**TASK INPUTS**
━━━━━━━━━━━━━━━━━━━━━━━━━━━━━━
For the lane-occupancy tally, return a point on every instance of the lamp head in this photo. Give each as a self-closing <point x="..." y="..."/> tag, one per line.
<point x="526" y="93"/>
━━━━━━━━━━━━━━━━━━━━━━━━━━━━━━
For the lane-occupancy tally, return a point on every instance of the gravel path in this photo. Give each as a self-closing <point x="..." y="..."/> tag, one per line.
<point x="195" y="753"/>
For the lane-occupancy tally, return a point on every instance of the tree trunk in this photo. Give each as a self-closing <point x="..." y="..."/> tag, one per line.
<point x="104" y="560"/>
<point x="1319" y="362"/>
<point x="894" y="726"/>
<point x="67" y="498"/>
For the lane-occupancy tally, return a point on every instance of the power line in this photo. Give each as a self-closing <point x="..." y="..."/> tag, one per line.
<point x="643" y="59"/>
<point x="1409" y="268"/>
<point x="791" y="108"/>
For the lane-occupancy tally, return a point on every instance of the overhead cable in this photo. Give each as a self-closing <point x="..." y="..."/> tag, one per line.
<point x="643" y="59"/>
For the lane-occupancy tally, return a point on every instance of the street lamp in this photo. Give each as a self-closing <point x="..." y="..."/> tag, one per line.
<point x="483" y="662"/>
━━━━━━━━━━━━━━━━━━━━━━━━━━━━━━
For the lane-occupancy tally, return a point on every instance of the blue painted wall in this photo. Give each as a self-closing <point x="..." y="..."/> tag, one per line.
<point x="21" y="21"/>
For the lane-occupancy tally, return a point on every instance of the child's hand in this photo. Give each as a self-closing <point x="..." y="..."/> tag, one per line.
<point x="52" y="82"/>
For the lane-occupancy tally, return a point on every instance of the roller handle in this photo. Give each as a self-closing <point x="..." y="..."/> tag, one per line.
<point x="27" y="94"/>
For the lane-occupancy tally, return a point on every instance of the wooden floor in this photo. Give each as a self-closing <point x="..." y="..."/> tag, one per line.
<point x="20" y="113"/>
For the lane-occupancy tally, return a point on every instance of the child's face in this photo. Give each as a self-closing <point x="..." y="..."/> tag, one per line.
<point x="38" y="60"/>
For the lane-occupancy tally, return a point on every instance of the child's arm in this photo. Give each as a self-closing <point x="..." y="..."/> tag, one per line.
━━━━━━━━━━━━━━━━━━━━━━━━━━━━━━
Copy the records word for word, starting at the line containing "of the wooden" and ending at the line containing "the child's arm", both lines included.

**TASK RESULT**
For the lane-occupancy tally, return a point on every instance of the wooden floor in this photo. Give each as a self-closing <point x="..." y="..."/> tag, one per line.
<point x="20" y="113"/>
For the lane-occupancy tally, return a point on every instance of the child's face in this photo. Give each as a self-closing <point x="..." y="..."/> tag, one per line.
<point x="38" y="60"/>
For the lane-occupancy tally, return a point on every instance of the child's arm in this photo. Give each as a self-closing <point x="..." y="..."/> tag, one per line.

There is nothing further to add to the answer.